───── Records for the exercise ─────
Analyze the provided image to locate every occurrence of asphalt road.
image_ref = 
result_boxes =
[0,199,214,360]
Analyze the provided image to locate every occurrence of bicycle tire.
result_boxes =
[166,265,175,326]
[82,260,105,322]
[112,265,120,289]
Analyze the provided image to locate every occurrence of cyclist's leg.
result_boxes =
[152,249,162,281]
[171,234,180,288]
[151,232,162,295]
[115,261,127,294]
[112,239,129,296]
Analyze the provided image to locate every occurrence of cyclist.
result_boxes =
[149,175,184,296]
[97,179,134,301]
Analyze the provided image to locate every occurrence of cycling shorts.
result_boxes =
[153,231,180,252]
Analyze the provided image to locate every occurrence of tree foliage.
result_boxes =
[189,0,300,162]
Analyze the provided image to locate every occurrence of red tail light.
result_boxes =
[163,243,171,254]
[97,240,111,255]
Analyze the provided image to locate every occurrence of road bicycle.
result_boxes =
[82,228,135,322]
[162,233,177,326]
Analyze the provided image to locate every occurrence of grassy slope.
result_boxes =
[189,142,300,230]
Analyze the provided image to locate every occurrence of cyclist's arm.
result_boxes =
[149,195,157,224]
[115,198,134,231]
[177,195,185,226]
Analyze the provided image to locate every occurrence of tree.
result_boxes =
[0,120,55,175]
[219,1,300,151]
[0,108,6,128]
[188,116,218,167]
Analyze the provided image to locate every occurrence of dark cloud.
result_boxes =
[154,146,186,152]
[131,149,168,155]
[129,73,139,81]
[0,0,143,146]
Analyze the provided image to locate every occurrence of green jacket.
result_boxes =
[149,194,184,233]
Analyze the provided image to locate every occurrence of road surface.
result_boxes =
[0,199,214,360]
─────
### What you have to do
Return only the lines running from the line with "occurrence of cyclist." to the last line of the records, both included, exactly as written.

### Task answer
Analyze the provided image to locate every occurrence of cyclist.
result_boxes =
[149,175,184,296]
[97,179,134,301]
Analyze the provided image to locate every occurrence of cycling shorts.
result_boxes =
[153,231,180,252]
Analyze the provided image to locate every occurrence of tree foliage.
result_boxes =
[189,0,300,162]
Analyze the provided image to locate every occurrence of red tail light.
result_boxes =
[163,243,171,254]
[97,240,111,255]
Analyze the provided image to locate every occurrence of road bicycle.
result_boxes =
[82,228,135,322]
[162,233,177,326]
Analyze the provided image to locate every occurrence of grassy slope.
result_boxes =
[189,142,300,230]
Analyze the provided image to locate every occurrence of cyclist's arm.
result_boxes =
[149,195,157,224]
[115,198,134,231]
[177,195,185,226]
Analyze the provided image to locate every occurrence of tree.
result_boxes =
[0,120,55,175]
[219,1,300,151]
[0,108,6,128]
[188,116,218,167]
Analyze the provided image to locate every occurrence of dark cloud.
result_boxes =
[154,146,186,152]
[131,149,168,155]
[129,73,139,81]
[0,0,143,146]
Analyze the provided image to locate every occurrence of green jacket.
result_boxes =
[149,194,184,233]
Analyze the provided image to locate every occurrence of road surface.
result_boxes =
[0,199,214,360]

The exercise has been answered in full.